- **DIRECTIONS FOR THIS TASK**
Your answer should consist only of the lines from the line containing "Query: young woman in red jersey" through the last line below, each repeated exactly.

- **SUPPLIED RECORDS**
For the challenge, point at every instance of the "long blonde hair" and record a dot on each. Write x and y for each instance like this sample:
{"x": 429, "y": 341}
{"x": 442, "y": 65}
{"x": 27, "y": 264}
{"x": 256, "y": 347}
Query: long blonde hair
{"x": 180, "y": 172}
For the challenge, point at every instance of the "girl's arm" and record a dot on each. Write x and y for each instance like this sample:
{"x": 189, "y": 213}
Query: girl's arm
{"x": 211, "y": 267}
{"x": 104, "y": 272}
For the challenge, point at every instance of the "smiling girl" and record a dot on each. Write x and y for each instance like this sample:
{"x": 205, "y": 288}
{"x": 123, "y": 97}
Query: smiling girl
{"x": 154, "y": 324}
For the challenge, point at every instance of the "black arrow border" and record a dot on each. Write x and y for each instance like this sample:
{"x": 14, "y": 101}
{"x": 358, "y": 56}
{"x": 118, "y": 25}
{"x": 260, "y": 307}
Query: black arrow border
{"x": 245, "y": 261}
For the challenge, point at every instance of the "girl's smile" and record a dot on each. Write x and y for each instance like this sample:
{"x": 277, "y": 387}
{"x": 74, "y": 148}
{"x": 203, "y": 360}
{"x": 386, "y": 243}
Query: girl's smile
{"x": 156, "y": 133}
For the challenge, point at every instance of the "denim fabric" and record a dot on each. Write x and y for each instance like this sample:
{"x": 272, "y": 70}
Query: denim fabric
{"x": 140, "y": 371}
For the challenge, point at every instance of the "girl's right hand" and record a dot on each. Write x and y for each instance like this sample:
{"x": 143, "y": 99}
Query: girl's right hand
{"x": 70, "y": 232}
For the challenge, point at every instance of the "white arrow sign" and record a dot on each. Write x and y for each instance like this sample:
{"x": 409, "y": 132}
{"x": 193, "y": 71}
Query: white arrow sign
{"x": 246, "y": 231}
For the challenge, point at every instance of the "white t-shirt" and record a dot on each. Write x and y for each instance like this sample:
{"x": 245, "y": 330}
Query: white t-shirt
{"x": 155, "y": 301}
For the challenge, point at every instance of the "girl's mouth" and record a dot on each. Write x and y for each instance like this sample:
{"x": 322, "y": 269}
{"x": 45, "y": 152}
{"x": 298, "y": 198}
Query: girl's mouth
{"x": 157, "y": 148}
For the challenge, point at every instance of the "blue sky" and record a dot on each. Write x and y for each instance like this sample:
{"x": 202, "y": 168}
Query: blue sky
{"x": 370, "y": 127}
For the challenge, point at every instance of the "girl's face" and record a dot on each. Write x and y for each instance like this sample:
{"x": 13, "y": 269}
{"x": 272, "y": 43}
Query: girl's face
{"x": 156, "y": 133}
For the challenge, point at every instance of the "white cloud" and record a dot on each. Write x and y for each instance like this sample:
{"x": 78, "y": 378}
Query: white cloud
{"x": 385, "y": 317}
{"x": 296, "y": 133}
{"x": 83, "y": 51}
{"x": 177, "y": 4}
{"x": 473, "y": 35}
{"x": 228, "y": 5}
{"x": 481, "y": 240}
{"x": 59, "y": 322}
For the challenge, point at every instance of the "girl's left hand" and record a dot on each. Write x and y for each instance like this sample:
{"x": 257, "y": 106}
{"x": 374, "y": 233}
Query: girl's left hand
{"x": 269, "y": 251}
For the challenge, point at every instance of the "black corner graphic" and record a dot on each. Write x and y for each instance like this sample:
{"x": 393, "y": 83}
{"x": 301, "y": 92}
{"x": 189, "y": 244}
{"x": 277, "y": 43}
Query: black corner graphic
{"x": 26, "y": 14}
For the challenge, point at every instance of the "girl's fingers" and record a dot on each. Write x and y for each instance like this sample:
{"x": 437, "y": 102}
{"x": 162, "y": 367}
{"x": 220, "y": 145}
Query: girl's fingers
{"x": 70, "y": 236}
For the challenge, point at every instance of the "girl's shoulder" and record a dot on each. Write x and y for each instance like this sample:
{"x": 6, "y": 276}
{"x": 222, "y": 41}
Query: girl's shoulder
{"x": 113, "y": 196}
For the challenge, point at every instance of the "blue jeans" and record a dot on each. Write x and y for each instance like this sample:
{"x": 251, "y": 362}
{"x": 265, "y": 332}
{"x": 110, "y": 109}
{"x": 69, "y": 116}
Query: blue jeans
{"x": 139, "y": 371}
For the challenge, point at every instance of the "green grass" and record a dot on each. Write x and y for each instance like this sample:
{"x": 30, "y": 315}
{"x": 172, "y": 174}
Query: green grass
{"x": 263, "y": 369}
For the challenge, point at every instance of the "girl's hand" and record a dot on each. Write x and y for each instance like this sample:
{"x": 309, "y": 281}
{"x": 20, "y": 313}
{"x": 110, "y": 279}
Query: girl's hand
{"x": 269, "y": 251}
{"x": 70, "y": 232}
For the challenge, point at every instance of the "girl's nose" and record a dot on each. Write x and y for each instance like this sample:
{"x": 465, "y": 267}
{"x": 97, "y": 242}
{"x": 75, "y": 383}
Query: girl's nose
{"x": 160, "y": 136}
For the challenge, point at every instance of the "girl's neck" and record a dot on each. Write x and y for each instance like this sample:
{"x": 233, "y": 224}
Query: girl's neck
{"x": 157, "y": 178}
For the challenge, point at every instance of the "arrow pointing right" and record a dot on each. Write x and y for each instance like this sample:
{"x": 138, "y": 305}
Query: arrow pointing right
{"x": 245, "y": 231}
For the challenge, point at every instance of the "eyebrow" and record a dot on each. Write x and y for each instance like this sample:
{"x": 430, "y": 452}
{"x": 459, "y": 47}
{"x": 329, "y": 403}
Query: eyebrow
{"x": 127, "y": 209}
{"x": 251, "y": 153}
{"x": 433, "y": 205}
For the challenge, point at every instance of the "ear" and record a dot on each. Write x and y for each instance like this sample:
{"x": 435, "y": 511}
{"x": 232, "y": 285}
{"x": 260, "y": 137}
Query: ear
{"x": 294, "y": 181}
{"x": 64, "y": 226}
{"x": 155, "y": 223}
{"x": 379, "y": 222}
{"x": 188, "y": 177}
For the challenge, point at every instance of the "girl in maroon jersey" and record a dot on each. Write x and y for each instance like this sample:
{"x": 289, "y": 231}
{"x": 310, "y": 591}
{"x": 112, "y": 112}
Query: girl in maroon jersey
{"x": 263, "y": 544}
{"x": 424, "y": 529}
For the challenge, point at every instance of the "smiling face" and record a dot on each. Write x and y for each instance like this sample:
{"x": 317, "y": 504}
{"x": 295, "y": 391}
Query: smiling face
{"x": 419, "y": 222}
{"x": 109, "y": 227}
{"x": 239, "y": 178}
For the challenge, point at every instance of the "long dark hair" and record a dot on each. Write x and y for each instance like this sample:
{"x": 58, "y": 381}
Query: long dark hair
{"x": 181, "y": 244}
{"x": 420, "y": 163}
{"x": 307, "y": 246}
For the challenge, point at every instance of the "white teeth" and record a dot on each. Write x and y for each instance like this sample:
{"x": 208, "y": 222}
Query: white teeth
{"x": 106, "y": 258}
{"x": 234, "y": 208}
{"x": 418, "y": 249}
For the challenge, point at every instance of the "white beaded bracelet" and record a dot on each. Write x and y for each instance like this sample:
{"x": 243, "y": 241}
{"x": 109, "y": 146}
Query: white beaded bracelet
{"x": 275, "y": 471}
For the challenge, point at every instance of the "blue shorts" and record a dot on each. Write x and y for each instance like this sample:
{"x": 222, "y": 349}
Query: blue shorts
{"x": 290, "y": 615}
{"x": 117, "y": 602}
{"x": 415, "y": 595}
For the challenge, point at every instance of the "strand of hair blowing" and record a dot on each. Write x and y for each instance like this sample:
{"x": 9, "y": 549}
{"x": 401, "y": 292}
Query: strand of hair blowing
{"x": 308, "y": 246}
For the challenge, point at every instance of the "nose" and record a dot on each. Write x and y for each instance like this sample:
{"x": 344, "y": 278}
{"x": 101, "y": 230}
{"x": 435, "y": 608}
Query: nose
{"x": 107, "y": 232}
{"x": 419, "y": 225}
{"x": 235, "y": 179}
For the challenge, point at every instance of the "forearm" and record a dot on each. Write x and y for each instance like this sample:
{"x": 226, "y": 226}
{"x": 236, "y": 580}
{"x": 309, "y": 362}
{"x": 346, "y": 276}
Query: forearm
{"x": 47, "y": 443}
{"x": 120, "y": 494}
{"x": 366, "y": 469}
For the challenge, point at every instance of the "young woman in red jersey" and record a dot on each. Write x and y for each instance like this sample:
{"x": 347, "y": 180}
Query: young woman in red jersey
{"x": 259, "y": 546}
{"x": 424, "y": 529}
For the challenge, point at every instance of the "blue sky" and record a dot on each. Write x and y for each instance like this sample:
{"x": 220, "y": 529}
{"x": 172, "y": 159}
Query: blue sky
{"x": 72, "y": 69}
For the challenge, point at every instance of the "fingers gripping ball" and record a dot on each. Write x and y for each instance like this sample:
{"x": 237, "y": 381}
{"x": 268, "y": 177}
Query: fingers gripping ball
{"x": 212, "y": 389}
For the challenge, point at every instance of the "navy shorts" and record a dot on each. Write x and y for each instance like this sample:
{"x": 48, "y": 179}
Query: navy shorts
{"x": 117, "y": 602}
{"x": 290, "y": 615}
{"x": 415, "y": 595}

- **RESPONSE TO THIS TASK**
Query: young woman in red jersey
{"x": 259, "y": 546}
{"x": 424, "y": 529}
For the challenge, point at every instance of the "blue sky" and record a dot on each. Write x and y for each instance like this sample:
{"x": 220, "y": 529}
{"x": 172, "y": 159}
Query: blue sky
{"x": 72, "y": 69}
For the challenge, point at every instance of the "fingers gripping ball" and record a dot on each. Write x and y for each instance like this sample:
{"x": 237, "y": 381}
{"x": 268, "y": 177}
Query: fingers gripping ball
{"x": 212, "y": 389}
For the challenge, point at every instance of the "navy shorts" and record a dot on each. Write x and y for each instance like this sample:
{"x": 48, "y": 179}
Query: navy shorts
{"x": 117, "y": 602}
{"x": 290, "y": 615}
{"x": 415, "y": 595}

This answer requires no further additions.